Below are some records. Print all of them exactly as they appear.

### DATASET EXTRACT
====

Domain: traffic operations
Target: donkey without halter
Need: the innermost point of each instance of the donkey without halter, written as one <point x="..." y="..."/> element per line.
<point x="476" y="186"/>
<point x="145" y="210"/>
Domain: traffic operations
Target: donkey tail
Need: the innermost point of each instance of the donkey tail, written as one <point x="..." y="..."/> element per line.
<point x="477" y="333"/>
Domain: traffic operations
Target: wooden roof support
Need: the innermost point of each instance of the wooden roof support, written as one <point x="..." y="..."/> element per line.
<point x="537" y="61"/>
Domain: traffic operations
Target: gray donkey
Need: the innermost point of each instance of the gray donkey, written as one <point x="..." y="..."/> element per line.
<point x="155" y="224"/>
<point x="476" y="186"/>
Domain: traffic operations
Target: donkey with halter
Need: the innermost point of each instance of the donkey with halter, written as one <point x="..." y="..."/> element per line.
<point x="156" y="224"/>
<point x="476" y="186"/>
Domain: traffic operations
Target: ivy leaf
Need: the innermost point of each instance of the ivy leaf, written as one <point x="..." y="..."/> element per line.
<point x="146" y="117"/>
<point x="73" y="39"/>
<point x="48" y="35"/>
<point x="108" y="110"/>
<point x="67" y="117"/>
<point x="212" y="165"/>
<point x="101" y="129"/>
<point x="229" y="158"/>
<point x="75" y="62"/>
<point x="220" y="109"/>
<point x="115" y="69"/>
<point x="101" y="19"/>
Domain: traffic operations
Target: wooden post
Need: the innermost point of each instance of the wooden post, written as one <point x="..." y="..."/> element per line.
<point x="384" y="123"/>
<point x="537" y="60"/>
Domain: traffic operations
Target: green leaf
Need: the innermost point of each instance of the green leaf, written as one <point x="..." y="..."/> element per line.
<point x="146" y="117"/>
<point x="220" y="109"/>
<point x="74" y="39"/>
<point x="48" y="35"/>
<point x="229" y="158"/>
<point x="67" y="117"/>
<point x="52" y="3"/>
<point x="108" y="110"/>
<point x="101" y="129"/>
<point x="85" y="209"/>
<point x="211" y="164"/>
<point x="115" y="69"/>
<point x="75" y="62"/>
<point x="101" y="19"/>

====

### SOLUTION FOR THIS PROBLEM
Domain: traffic operations
Target: donkey without halter
Need: the innermost point of each instance of the donkey without halter, written as one <point x="..." y="..."/> element per line.
<point x="476" y="186"/>
<point x="145" y="210"/>
Domain: traffic operations
Target: donkey tail
Need: the innermost point of each instance of the donkey tail, written as one <point x="..." y="..."/> element per line.
<point x="477" y="333"/>
Domain: traffic operations
Target: wooden roof support
Need: the innermost point of each instance of the wooden roof support, written as one <point x="..." y="..."/> element per line.
<point x="537" y="61"/>
Domain: traffic operations
Target: gray donkey
Need: the innermost point of each instance of the gray donkey, written as one <point x="..." y="..."/> element per line.
<point x="155" y="224"/>
<point x="476" y="186"/>
Domain: traffic operations
Target: donkey with halter
Need: the innermost point of each instance of the donkey with halter, written as one <point x="..." y="..."/> element per line.
<point x="156" y="224"/>
<point x="476" y="186"/>
Domain: traffic operations
Target: ivy leaf
Need: the innermost point of each instance of the ivy leaf, written as one <point x="..." y="..."/> element per line.
<point x="146" y="117"/>
<point x="73" y="39"/>
<point x="48" y="35"/>
<point x="108" y="110"/>
<point x="67" y="117"/>
<point x="212" y="165"/>
<point x="101" y="129"/>
<point x="229" y="158"/>
<point x="75" y="62"/>
<point x="220" y="109"/>
<point x="115" y="69"/>
<point x="101" y="19"/>
Domain: traffic operations
Target: wooden post
Need: the innermost point of each instance of the wooden post, written as one <point x="..." y="..."/> element per line.
<point x="384" y="123"/>
<point x="537" y="60"/>
Domain: traffic operations
Target: green leaf
Need: the innermost point of each instance of the green leaf, written as one <point x="..." y="..."/> element per line.
<point x="146" y="117"/>
<point x="220" y="109"/>
<point x="74" y="39"/>
<point x="48" y="35"/>
<point x="229" y="158"/>
<point x="67" y="117"/>
<point x="52" y="3"/>
<point x="108" y="110"/>
<point x="101" y="129"/>
<point x="85" y="209"/>
<point x="211" y="164"/>
<point x="115" y="69"/>
<point x="75" y="62"/>
<point x="101" y="19"/>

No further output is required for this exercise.